▶ _Problem_
Print every line of the data word for word.
____ Records to process
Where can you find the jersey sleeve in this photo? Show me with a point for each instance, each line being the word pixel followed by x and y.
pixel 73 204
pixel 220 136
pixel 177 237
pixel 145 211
________
▶ _Exercise result_
Where can you find the jersey sleeve in this photo? Show me with a point for each instance, each line being the word pixel followed by x and y.
pixel 73 204
pixel 220 136
pixel 177 237
pixel 145 211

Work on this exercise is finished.